*What you should do*: Lay out every line of the entries below as a Markdown table with two columns, No. and Text. Number each row and skip blank lines.

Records
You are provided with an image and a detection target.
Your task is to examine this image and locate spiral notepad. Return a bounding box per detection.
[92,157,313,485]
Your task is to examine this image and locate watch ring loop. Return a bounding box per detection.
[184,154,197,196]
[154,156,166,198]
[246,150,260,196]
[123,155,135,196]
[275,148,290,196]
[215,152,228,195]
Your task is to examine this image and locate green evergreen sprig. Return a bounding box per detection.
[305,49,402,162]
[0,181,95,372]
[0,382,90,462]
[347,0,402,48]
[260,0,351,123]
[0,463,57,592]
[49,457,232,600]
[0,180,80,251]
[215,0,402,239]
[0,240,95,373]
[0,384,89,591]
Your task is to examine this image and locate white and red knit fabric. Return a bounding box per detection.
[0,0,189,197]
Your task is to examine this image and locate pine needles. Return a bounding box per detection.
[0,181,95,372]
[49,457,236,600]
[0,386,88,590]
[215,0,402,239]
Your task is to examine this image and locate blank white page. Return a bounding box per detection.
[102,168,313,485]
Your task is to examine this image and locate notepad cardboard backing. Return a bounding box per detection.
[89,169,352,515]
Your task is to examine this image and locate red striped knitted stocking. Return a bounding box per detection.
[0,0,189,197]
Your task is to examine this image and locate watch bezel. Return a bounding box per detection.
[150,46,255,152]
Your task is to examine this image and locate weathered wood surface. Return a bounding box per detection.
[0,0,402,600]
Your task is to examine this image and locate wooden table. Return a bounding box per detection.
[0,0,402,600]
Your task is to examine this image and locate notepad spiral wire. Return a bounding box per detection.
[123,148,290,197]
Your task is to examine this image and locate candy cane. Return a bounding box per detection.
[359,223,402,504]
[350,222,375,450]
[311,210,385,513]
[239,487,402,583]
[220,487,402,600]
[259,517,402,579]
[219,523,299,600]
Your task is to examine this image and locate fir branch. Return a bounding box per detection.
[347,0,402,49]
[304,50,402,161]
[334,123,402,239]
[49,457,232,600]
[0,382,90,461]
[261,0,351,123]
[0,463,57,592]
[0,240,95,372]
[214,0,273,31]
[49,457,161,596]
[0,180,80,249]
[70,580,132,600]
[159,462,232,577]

*Task response*:
| No. | Text |
|---|---|
| 1 | You are provided with an image and a detection target. |
| 2 | Your task is to examine this image and locate spiral notepad. Return a bounding box per detection. |
| 3 | [92,157,313,485] |
| 4 | Your task is to examine this image and locate watch ring loop. Return a bounding box per detection. |
| 5 | [184,154,197,196] |
| 6 | [154,156,166,198] |
| 7 | [246,150,260,196] |
| 8 | [123,155,135,196] |
| 9 | [275,148,290,196] |
| 10 | [215,152,228,195] |
| 11 | Your task is to examine this image and locate green evergreen sprig. Return a bounding box per detection. |
| 12 | [305,49,402,162] |
| 13 | [0,181,95,372] |
| 14 | [0,382,90,462] |
| 15 | [347,0,402,48] |
| 16 | [260,0,351,123] |
| 17 | [0,463,57,592] |
| 18 | [49,457,232,600] |
| 19 | [0,180,80,251] |
| 20 | [215,0,402,239] |
| 21 | [0,240,95,373] |
| 22 | [0,384,89,591] |
| 23 | Your task is to examine this image and locate white and red knit fabric. Return a bounding box per detection. |
| 24 | [0,0,189,197] |
| 25 | Your task is to examine this image and locate pine needles. Return a bounding box per detection. |
| 26 | [0,181,95,372] |
| 27 | [49,457,236,600] |
| 28 | [0,386,88,590] |
| 29 | [215,0,402,239] |
| 30 | Your task is to examine this image and locate blank white page. Return a bounding box per detection. |
| 31 | [102,168,313,485] |
| 32 | Your task is to examine this image and locate notepad cardboard backing. Return a bounding box per detection. |
| 33 | [89,169,352,515] |
| 34 | Your task is to examine this image and locate red striped knitted stocking. Return a bounding box per detection. |
| 35 | [0,0,189,197] |
| 36 | Your task is to examine this image and locate watch bezel. Return a bounding box per detection. |
| 37 | [150,46,255,152] |
| 38 | Your task is to examine this image and locate weathered wood surface. Return a bounding box per detection. |
| 39 | [0,0,402,600] |
| 40 | Your task is to examine this image and locate wooden table. Return a bounding box per detection. |
| 41 | [0,0,402,600] |
| 42 | Your task is to examine this image and locate notepad spiral wire. Return a bounding box per detection. |
| 43 | [123,148,290,197] |
| 44 | Your task is to examine this image and locate candy cane. Return a bounding box per detection. |
| 45 | [359,223,402,504] |
| 46 | [350,222,375,450] |
| 47 | [311,210,385,513] |
| 48 | [239,487,402,583] |
| 49 | [220,487,402,600] |
| 50 | [259,517,402,579] |
| 51 | [219,523,299,600] |
| 52 | Your task is to examine this image and locate fir branch. Return a bounding box per detection. |
| 53 | [347,0,402,49] |
| 54 | [304,50,402,161] |
| 55 | [334,123,402,239] |
| 56 | [49,457,232,600] |
| 57 | [0,382,90,461] |
| 58 | [261,0,351,123] |
| 59 | [0,463,57,592] |
| 60 | [0,240,95,372] |
| 61 | [214,0,273,31] |
| 62 | [49,457,161,596] |
| 63 | [0,180,80,249] |
| 64 | [70,580,132,600] |
| 65 | [159,462,232,577] |